[TASK TO CARRY OUT]
Update the items below by changing "visual grounding system" to "object detection system" everywhere it occurs, keeping everything else the same.

-*-

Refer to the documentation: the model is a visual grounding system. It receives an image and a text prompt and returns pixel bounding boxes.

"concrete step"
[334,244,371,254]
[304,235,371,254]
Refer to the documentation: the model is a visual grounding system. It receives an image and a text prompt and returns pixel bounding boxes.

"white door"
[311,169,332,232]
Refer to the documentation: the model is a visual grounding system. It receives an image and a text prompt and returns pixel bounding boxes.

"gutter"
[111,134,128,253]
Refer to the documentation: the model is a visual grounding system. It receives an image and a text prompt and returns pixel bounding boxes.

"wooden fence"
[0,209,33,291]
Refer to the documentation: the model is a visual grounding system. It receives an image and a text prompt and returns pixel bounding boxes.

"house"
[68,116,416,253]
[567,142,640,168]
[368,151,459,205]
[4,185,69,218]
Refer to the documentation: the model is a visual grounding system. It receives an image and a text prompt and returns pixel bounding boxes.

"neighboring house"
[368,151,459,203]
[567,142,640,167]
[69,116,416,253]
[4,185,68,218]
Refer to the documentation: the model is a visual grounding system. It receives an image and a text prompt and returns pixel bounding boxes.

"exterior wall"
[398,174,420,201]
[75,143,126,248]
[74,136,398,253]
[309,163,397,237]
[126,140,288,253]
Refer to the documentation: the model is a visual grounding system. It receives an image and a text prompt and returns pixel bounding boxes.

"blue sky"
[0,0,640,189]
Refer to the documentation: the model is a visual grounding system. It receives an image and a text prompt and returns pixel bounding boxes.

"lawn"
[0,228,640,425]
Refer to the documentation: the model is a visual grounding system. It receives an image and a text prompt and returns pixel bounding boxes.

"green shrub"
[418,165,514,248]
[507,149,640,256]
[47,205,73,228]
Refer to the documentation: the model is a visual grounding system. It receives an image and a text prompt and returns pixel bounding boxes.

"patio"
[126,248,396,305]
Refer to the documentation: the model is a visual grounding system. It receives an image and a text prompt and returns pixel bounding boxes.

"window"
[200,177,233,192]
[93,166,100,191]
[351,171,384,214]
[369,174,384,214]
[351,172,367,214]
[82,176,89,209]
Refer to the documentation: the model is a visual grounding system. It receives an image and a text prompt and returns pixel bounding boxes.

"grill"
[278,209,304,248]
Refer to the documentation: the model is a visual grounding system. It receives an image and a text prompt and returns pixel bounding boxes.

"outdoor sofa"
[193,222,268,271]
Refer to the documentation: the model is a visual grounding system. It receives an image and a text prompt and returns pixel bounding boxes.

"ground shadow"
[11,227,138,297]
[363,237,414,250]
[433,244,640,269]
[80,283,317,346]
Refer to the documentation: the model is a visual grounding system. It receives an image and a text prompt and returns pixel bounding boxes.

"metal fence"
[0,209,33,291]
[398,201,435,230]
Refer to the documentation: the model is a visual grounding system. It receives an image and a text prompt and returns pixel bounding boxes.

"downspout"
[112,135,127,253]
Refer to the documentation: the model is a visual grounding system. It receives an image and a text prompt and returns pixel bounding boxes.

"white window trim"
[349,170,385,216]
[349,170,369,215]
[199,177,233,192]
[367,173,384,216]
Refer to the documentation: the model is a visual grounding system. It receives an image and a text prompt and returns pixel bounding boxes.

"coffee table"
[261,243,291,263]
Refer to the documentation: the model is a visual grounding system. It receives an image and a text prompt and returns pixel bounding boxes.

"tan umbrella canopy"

-*-

[ANSWER TO THIS TASK]
Refer to the documentation: the model is a object detection system. It receives an image and a text prompt and returns pixel bounding boxes.

"concrete step"
[334,244,371,254]
[304,235,371,254]
Refer to the documentation: the model is a object detection system. It receives an image and a text prompt and returns pixel bounding boxes.

"white door"
[311,169,332,232]
Refer to the documentation: the model is a object detection system. It receives an image and a text prompt and returns pixel bounding boxes.

"gutter"
[111,134,128,253]
Refer to the documentation: the model is a object detection system. It receives an image and a text prompt and returns pixel bounding boxes.

"wooden fence"
[0,209,33,291]
Refer to the documentation: the model is a object detection system. It receives an image and a text prompt and returns pixel bounding boxes.

"house"
[68,116,416,253]
[567,142,640,168]
[368,151,459,205]
[4,185,69,218]
Refer to the documentation: the model is a object detection system. It receives an image and a text prompt and returns pixel bounding boxes.

"neighboring house"
[368,151,459,203]
[567,142,640,167]
[69,116,416,253]
[4,185,68,218]
Refer to the documentation: the model is a object detection system. It receives an image and a text prompt and returns pixel bounding boxes.

"exterior wall"
[398,174,420,201]
[75,143,126,248]
[74,136,398,253]
[309,163,397,237]
[126,140,288,253]
Refer to the documentation: the model is a object detection system. It receives an image and a text prompt and returns pixel bounding boxes.

"blue sky"
[0,0,640,189]
Refer to the documentation: the model is a object detection system. It receives an image and a text prompt and returns pixel bounding boxes.

"lawn"
[0,228,640,425]
Refer to the documentation: the model is a object detection system. It receives an image and a text prompt and returns pixel bounding boxes.

"green shrub"
[418,165,514,248]
[507,149,640,256]
[47,205,73,228]
Refer to the documentation: the model is a object detection system. It receives an image and a text prompt and returns pixel bounding boxes.

"patio"
[126,248,396,305]
Refer to the documentation: the model is a object detection system. It receives an image and a text prompt and returns pixel bounding boxes.

"window"
[200,177,233,192]
[93,166,100,191]
[351,171,384,214]
[369,174,384,214]
[351,172,367,214]
[82,176,89,209]
Refer to the documentation: the model is a object detection system. It receives an image and a text prompt and returns pixel bounding boxes.

"grill"
[278,209,304,248]
Refer to the documentation: the model is a object detection system. It receives an image and a text prompt and returns pixel bounding boxes.

"outdoor sofa"
[193,222,268,271]
Refer to the documentation: the model is a object detection system. It receives an image and a text prompt and returns pixel bounding boxes.

"ground shadow"
[11,227,138,297]
[363,237,414,250]
[433,244,640,269]
[80,283,317,346]
Refer to the documentation: the model is a object detection system. It receives an image and a text prompt and returns pixel bounding boxes.

"metal fence"
[0,209,33,291]
[398,201,435,230]
Refer to the documentation: the model is a object detection system. It receives an image and a text prompt and returns pixel bounding boxes.

"downspout"
[112,135,127,253]
Refer to the documentation: the model is a object detection system. It receives an image and a text prompt and returns pixel bounding boxes.

"white window trim"
[349,170,385,216]
[349,170,369,215]
[199,177,233,192]
[367,173,384,216]
Refer to the documentation: the model is a object detection system. It receives an image and a text prompt and returns pixel bounding boxes.

"coffee table"
[261,243,291,263]
Refer to the documentation: the model is a object detection system. It receives an image and a text prompt and returns pixel bounding boxes.

"tan umbrella canopy"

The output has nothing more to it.